◆ TASK TO CARRY OUT ◆
Return exactly the lines that run from the one containing "the stone block" to the end of the entries, with both ends included.

Items from a dataset
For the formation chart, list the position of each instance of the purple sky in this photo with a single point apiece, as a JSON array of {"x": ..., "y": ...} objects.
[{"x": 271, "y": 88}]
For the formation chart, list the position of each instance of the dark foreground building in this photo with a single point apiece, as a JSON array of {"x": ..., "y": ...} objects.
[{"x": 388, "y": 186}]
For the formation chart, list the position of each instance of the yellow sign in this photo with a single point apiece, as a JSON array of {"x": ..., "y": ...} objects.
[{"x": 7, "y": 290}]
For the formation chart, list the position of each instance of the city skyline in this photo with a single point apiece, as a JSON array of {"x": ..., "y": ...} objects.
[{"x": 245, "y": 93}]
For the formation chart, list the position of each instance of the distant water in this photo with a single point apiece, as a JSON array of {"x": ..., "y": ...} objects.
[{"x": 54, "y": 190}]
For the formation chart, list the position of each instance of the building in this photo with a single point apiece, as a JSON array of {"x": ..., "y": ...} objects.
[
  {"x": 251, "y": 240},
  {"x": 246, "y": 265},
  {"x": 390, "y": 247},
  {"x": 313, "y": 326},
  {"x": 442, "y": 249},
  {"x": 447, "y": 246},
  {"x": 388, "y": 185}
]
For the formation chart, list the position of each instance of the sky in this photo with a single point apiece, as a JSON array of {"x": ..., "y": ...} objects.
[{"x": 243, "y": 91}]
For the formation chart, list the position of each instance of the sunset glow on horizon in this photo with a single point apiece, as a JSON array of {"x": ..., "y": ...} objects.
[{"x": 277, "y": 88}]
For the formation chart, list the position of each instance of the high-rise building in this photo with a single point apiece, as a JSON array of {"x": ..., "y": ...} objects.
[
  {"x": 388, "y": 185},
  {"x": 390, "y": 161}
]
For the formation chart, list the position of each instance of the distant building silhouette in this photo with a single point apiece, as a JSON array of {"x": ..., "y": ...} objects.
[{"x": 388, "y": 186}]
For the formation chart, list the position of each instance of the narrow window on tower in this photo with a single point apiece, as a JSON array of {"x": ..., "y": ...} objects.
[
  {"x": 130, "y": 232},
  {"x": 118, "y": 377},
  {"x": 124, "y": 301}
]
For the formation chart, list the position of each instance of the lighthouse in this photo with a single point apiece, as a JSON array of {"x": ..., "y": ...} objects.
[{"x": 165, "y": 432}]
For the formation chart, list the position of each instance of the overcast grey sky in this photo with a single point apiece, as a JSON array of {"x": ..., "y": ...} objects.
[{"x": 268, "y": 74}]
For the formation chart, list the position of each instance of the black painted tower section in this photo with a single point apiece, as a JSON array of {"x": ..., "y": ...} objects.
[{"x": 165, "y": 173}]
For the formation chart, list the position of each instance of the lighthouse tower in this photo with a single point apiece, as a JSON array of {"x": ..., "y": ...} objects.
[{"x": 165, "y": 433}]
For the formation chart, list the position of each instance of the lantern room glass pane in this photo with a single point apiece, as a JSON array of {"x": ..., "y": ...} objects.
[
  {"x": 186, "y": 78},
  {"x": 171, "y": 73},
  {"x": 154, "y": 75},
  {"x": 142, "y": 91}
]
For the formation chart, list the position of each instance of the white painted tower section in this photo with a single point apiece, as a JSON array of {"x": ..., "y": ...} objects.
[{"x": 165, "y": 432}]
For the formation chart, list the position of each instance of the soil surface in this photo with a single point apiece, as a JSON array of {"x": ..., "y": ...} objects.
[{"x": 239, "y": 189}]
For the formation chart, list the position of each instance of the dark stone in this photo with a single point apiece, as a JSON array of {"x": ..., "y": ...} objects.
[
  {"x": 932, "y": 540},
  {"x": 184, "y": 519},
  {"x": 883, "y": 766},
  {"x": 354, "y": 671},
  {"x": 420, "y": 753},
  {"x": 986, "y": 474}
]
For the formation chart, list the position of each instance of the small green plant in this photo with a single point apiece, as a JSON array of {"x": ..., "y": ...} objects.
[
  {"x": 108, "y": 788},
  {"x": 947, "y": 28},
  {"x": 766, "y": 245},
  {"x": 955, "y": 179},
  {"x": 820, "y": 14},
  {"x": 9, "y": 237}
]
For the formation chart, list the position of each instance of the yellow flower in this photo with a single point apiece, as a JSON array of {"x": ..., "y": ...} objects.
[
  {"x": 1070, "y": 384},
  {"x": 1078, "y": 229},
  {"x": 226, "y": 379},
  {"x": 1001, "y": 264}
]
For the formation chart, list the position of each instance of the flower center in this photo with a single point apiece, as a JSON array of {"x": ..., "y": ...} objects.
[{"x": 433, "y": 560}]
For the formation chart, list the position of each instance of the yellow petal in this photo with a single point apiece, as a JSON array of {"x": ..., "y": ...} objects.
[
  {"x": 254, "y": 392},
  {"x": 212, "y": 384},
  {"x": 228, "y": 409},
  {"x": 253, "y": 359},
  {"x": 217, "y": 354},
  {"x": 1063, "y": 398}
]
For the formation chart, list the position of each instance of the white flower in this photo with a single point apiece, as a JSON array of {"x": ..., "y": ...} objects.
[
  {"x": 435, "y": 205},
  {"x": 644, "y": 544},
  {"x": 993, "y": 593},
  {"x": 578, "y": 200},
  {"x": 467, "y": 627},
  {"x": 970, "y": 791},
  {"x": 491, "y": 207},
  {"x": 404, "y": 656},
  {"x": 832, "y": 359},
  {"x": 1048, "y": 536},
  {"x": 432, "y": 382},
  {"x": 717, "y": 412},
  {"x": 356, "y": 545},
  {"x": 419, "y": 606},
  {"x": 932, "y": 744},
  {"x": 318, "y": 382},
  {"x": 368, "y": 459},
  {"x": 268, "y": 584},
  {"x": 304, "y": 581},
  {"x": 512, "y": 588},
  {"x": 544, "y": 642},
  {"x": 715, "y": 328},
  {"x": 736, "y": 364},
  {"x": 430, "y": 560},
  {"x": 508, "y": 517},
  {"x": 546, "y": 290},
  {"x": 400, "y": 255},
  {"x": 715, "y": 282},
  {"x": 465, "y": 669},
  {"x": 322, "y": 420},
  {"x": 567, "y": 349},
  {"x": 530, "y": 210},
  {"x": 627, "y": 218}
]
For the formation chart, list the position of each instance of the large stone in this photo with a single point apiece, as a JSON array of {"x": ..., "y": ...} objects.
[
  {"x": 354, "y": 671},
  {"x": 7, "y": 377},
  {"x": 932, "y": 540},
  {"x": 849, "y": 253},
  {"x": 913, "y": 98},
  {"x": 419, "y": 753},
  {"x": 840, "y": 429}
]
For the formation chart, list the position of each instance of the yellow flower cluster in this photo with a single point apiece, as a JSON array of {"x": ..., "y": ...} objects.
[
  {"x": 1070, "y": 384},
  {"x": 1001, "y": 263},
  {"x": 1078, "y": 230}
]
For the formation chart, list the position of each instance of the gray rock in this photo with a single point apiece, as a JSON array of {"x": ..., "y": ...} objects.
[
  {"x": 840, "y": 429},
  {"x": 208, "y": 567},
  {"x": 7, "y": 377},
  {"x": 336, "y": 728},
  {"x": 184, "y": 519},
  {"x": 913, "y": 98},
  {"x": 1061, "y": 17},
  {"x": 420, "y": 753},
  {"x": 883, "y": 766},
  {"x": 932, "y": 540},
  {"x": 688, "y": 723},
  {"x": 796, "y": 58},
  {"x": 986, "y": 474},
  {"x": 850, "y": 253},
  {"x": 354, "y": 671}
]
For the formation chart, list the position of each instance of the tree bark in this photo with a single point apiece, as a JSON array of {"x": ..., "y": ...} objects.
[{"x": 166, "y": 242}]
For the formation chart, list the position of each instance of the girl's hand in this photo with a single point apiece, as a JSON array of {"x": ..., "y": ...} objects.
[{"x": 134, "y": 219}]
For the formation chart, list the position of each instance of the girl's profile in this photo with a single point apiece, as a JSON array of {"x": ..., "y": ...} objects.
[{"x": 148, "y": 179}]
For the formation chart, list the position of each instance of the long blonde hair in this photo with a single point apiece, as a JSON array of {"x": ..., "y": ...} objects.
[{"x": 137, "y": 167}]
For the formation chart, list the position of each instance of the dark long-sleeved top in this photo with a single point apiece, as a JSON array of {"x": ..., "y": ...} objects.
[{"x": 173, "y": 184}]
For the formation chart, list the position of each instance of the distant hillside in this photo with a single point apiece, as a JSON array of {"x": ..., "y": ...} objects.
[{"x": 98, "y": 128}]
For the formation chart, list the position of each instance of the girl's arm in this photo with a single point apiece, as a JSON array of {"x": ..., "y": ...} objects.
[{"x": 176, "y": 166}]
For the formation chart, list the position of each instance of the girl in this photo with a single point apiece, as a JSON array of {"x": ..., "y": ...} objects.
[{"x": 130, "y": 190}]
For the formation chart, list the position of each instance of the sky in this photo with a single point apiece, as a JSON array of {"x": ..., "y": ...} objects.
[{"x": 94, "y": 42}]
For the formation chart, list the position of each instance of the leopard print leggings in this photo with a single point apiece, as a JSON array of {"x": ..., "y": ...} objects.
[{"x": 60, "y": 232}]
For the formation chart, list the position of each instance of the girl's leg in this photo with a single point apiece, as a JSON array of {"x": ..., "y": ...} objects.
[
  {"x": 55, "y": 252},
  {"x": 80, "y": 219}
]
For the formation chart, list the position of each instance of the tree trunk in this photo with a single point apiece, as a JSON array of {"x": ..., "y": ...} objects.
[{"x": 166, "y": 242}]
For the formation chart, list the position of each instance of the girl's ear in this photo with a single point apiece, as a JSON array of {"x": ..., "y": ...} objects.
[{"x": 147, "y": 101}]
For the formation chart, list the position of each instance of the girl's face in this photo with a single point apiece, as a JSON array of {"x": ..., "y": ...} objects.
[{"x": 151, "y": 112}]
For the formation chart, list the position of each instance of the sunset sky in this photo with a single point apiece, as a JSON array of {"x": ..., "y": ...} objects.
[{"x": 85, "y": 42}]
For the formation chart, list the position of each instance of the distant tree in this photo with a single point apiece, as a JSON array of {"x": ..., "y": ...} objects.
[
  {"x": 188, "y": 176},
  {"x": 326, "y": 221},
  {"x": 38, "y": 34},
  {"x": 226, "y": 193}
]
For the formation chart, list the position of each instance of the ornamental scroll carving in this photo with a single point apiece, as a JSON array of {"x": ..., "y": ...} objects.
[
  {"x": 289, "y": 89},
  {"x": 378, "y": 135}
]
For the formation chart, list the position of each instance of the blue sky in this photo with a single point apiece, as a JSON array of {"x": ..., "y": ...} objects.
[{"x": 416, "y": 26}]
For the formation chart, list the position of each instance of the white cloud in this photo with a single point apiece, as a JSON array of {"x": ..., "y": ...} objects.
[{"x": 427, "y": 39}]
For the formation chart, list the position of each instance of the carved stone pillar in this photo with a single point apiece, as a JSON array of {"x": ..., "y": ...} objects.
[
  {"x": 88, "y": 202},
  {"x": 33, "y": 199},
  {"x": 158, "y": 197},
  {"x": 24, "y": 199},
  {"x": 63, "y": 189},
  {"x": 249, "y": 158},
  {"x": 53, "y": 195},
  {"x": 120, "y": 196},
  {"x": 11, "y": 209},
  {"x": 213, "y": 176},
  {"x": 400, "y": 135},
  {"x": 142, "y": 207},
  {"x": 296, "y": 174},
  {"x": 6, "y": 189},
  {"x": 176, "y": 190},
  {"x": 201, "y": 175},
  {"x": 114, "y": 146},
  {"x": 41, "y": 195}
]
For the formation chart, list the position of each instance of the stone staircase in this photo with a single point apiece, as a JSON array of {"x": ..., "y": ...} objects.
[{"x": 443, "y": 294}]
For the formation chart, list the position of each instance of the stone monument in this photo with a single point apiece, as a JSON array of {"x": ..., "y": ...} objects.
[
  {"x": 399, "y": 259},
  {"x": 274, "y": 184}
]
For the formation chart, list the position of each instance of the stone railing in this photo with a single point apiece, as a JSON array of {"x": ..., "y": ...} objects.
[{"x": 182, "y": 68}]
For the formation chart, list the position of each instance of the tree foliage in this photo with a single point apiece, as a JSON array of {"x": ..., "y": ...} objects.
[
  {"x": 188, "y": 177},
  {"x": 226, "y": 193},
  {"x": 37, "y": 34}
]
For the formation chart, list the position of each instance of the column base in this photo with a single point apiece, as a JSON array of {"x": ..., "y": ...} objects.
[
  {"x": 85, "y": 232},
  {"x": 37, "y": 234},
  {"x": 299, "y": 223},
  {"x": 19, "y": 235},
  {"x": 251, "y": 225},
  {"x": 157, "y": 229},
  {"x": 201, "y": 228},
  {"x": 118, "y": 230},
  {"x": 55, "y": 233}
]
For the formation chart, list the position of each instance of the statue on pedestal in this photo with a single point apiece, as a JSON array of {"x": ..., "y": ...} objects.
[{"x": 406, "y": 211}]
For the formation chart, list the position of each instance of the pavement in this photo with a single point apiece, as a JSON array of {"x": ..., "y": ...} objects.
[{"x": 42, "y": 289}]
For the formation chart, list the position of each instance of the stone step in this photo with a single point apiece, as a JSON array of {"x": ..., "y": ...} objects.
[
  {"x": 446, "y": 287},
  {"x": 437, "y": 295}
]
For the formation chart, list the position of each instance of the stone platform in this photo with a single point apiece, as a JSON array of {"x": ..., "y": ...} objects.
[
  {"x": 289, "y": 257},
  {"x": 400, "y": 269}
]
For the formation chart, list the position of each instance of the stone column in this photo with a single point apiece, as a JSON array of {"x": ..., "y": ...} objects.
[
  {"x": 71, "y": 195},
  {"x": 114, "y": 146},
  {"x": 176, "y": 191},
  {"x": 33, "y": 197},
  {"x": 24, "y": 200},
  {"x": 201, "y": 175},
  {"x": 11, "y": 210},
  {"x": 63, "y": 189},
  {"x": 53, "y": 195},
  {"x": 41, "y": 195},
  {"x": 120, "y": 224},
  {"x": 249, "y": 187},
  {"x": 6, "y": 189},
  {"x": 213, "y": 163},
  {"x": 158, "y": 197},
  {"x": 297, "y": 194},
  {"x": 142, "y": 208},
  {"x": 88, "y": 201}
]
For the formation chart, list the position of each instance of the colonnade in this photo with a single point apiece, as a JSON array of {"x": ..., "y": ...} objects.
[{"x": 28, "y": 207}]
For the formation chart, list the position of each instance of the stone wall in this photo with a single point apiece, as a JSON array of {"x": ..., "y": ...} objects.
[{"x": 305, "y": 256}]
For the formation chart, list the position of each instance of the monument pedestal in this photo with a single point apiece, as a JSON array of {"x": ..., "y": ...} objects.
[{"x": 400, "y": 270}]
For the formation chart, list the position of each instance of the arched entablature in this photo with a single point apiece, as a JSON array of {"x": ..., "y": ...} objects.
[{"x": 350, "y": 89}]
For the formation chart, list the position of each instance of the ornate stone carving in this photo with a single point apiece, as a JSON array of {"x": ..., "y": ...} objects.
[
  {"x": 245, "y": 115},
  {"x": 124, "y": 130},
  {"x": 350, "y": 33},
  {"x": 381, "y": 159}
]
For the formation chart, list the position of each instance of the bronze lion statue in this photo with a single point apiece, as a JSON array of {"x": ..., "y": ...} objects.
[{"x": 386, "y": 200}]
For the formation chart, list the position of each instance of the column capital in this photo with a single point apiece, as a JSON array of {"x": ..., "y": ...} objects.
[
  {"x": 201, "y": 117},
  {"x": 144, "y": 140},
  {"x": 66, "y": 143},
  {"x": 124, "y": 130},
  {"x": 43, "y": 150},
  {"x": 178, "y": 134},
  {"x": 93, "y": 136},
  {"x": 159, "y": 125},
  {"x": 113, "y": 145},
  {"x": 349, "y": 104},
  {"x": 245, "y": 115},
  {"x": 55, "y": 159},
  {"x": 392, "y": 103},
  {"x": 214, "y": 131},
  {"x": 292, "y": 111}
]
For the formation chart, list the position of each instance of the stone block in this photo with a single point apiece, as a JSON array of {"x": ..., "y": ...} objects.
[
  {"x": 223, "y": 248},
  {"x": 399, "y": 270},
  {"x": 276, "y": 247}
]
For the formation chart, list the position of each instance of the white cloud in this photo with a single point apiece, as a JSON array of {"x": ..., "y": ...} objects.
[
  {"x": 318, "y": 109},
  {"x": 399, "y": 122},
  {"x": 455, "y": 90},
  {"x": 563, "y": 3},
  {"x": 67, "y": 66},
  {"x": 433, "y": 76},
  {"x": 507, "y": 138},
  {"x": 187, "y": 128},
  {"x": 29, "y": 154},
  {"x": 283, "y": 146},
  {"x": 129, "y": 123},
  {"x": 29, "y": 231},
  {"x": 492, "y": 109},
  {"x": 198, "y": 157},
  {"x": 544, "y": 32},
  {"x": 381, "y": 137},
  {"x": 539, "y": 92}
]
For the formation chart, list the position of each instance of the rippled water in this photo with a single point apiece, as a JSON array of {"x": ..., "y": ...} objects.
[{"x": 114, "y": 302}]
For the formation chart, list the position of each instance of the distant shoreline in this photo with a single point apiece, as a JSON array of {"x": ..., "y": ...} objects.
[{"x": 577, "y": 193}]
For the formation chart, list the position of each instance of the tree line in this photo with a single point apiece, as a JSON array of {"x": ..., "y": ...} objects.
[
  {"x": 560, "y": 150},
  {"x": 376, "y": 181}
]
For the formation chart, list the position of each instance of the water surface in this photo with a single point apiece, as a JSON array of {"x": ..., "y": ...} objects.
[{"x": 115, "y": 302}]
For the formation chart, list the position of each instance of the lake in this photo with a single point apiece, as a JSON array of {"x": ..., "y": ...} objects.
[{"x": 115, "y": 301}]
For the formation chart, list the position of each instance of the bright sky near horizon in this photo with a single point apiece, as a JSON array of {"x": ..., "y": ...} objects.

◆ SOLUTION BELOW ◆
For the formation chart, list the position of each instance of the stone block in this photo with a single point apiece, as a JSON array of {"x": ..., "y": ...} objects.
[
  {"x": 223, "y": 248},
  {"x": 399, "y": 270},
  {"x": 276, "y": 247}
]
For the formation chart, list the position of each instance of the white cloud in this photo with a single point apiece, as a JSON array of {"x": ..., "y": ...} objects.
[
  {"x": 318, "y": 109},
  {"x": 399, "y": 122},
  {"x": 455, "y": 90},
  {"x": 563, "y": 3},
  {"x": 67, "y": 66},
  {"x": 433, "y": 76},
  {"x": 507, "y": 138},
  {"x": 187, "y": 128},
  {"x": 29, "y": 154},
  {"x": 283, "y": 146},
  {"x": 129, "y": 123},
  {"x": 29, "y": 231},
  {"x": 492, "y": 109},
  {"x": 198, "y": 157},
  {"x": 544, "y": 32},
  {"x": 381, "y": 137},
  {"x": 539, "y": 92}
]
For the formation chart, list the position of each instance of the rippled water in this photo with a single point apiece, as a JSON array of {"x": ..., "y": ...} objects.
[{"x": 114, "y": 302}]
For the formation chart, list the position of each instance of the distant shoreline in this photo with a single point apiece, as a JSON array of {"x": ..., "y": ...} objects.
[{"x": 577, "y": 193}]
For the formation chart, list the position of each instance of the tree line in this photo with a single point apiece, as a JSON array of {"x": ..., "y": ...} objects.
[
  {"x": 560, "y": 150},
  {"x": 376, "y": 181}
]
For the formation chart, list the position of each instance of the water surface in this photo with a single point apiece, as a JSON array of {"x": ..., "y": ...} objects.
[{"x": 115, "y": 302}]
For the formation chart, list the position of each instance of the lake in this photo with a single point apiece, as a JSON array of {"x": ..., "y": ...} objects.
[{"x": 115, "y": 301}]
For the formation chart, list the position of each instance of the bright sky near horizon in this photo with a single point apiece, as a JSON array of {"x": ..., "y": ...} objects.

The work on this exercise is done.